(Records from a collection)
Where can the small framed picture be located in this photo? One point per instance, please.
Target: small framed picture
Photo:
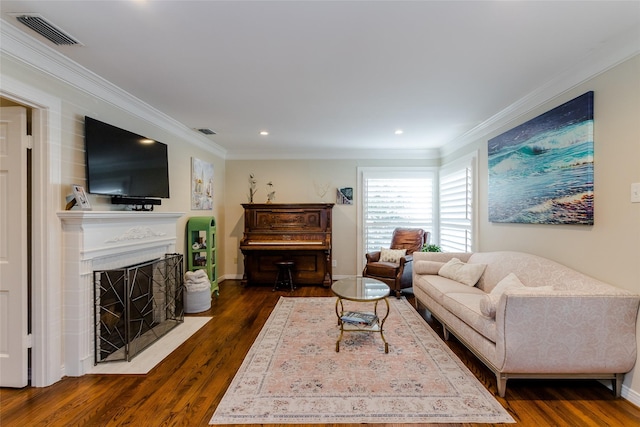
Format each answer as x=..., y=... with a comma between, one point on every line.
x=81, y=197
x=345, y=196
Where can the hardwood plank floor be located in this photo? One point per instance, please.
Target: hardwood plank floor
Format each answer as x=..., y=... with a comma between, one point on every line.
x=184, y=389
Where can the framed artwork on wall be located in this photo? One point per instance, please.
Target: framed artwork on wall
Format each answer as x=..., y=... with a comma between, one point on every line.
x=541, y=172
x=345, y=196
x=201, y=185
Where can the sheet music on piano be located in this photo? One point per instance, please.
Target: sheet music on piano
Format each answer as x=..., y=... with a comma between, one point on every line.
x=298, y=232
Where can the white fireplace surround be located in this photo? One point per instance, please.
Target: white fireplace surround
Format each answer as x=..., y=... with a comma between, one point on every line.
x=97, y=241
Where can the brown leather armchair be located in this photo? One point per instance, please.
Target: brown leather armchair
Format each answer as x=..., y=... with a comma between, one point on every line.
x=397, y=275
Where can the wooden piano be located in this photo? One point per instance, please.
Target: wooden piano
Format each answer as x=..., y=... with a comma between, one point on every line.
x=298, y=232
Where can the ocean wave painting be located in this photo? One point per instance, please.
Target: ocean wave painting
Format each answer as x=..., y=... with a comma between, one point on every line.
x=541, y=172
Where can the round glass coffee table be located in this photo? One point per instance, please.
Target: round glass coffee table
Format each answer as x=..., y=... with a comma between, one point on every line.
x=366, y=290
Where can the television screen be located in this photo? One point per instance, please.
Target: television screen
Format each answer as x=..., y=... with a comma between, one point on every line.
x=122, y=163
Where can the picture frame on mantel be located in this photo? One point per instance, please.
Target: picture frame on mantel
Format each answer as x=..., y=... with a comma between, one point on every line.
x=81, y=197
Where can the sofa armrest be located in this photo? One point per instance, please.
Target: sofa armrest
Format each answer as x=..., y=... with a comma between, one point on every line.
x=563, y=332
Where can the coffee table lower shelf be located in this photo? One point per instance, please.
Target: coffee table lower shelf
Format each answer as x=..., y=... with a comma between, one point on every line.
x=376, y=327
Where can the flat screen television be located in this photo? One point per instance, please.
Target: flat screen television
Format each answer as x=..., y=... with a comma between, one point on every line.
x=125, y=165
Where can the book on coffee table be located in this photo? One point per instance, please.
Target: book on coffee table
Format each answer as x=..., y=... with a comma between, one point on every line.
x=359, y=318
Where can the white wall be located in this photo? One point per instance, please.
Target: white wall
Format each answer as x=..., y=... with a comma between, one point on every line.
x=610, y=249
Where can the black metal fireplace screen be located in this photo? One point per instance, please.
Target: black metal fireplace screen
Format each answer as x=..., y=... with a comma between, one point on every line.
x=135, y=306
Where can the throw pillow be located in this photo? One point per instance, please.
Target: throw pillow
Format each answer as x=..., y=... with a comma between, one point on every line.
x=392, y=255
x=469, y=274
x=427, y=267
x=489, y=302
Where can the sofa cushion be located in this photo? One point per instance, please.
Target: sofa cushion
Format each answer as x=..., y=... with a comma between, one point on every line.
x=392, y=255
x=437, y=287
x=462, y=272
x=466, y=307
x=427, y=267
x=489, y=302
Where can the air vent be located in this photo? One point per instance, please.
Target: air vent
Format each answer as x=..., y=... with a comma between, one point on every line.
x=47, y=30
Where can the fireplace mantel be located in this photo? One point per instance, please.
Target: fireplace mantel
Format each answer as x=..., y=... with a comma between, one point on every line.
x=94, y=240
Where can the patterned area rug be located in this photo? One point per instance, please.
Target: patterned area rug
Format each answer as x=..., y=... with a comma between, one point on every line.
x=292, y=373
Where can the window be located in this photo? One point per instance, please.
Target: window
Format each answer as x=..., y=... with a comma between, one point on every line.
x=395, y=198
x=456, y=206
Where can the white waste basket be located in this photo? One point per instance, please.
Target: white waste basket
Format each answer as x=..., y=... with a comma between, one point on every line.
x=197, y=301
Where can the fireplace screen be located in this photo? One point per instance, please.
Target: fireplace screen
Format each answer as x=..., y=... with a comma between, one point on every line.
x=135, y=306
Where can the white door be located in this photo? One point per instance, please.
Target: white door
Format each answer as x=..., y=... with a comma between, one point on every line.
x=13, y=247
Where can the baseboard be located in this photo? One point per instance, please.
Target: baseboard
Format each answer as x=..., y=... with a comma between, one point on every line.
x=239, y=277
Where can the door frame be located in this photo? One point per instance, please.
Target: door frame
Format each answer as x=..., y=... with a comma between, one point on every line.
x=47, y=365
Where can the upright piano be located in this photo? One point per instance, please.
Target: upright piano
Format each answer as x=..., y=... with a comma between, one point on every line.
x=298, y=232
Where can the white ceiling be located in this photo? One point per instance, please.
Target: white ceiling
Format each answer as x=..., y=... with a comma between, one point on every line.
x=333, y=75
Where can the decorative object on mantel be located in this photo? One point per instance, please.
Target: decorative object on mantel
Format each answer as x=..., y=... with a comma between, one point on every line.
x=345, y=196
x=252, y=187
x=541, y=172
x=79, y=198
x=271, y=193
x=201, y=185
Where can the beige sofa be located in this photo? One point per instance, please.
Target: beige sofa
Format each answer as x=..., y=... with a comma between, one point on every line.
x=559, y=324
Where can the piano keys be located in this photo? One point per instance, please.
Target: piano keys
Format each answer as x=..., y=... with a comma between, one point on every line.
x=298, y=232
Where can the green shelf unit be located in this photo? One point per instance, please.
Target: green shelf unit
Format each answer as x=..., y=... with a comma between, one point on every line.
x=201, y=248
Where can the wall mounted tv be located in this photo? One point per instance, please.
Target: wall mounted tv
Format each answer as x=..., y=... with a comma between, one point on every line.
x=134, y=170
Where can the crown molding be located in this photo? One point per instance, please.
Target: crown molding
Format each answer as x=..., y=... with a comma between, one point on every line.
x=34, y=53
x=337, y=154
x=615, y=51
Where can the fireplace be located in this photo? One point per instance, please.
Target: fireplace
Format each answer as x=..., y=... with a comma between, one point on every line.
x=99, y=241
x=135, y=306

§ **What is asked**: Please update the records from the start through the line containing "x=122, y=163", replacing "wooden piano" with "upright piano" and changing nothing else. Leave the pictures out of your answer.

§ **Solution for this problem**:
Where can the small framed picture be located in this photo? One point per instance, please.
Target: small framed picture
Photo:
Format each answer as x=..., y=... with a comma between, one point on every line.
x=81, y=197
x=345, y=196
Where can the hardwood plank floor be located in this photo? One point per instance, please.
Target: hardwood plank floor
Format each answer as x=..., y=... with a comma between, one point on every line.
x=184, y=389
Where can the framed artwork on wall be located in this photo? One point per instance, please.
Target: framed artwork on wall
Format each answer as x=..., y=... with a comma between, one point on every line.
x=541, y=172
x=345, y=196
x=201, y=185
Where can the sheet music on piano be located in this photo? One point per instance, please.
Target: sheet music on piano
Format each answer as x=..., y=... with a comma between, one point on every line.
x=298, y=232
Where can the white fireplace surround be located in this photo? One point per instance, please.
Target: white fireplace surround
Format each answer as x=..., y=... with a comma between, one point on every line.
x=97, y=241
Where can the brown leather armchair be located in this photo? One point per instance, please.
Target: brown leather armchair
Format each answer as x=..., y=... with a comma between, one point on every line.
x=397, y=275
Where can the upright piano be located in this photo? One point per instance, please.
Target: upright piano
Format each answer as x=..., y=... with a comma between, one point on every line.
x=298, y=232
Where can the ocean wave painting be located in this photo? One point per instance, please.
Target: ocean wave painting
Format each answer as x=..., y=... with a comma between, one point on every line.
x=541, y=172
Where can the round glass coffee table be located in this photo? One point per instance, please.
Target: round glass coffee table
Format each answer as x=..., y=... with a comma between, one point on every line.
x=366, y=290
Where can the television screen be located in this photo? One point per instance, please.
Target: television screen
Format each answer as x=..., y=... with a comma between, one point on every line.
x=122, y=163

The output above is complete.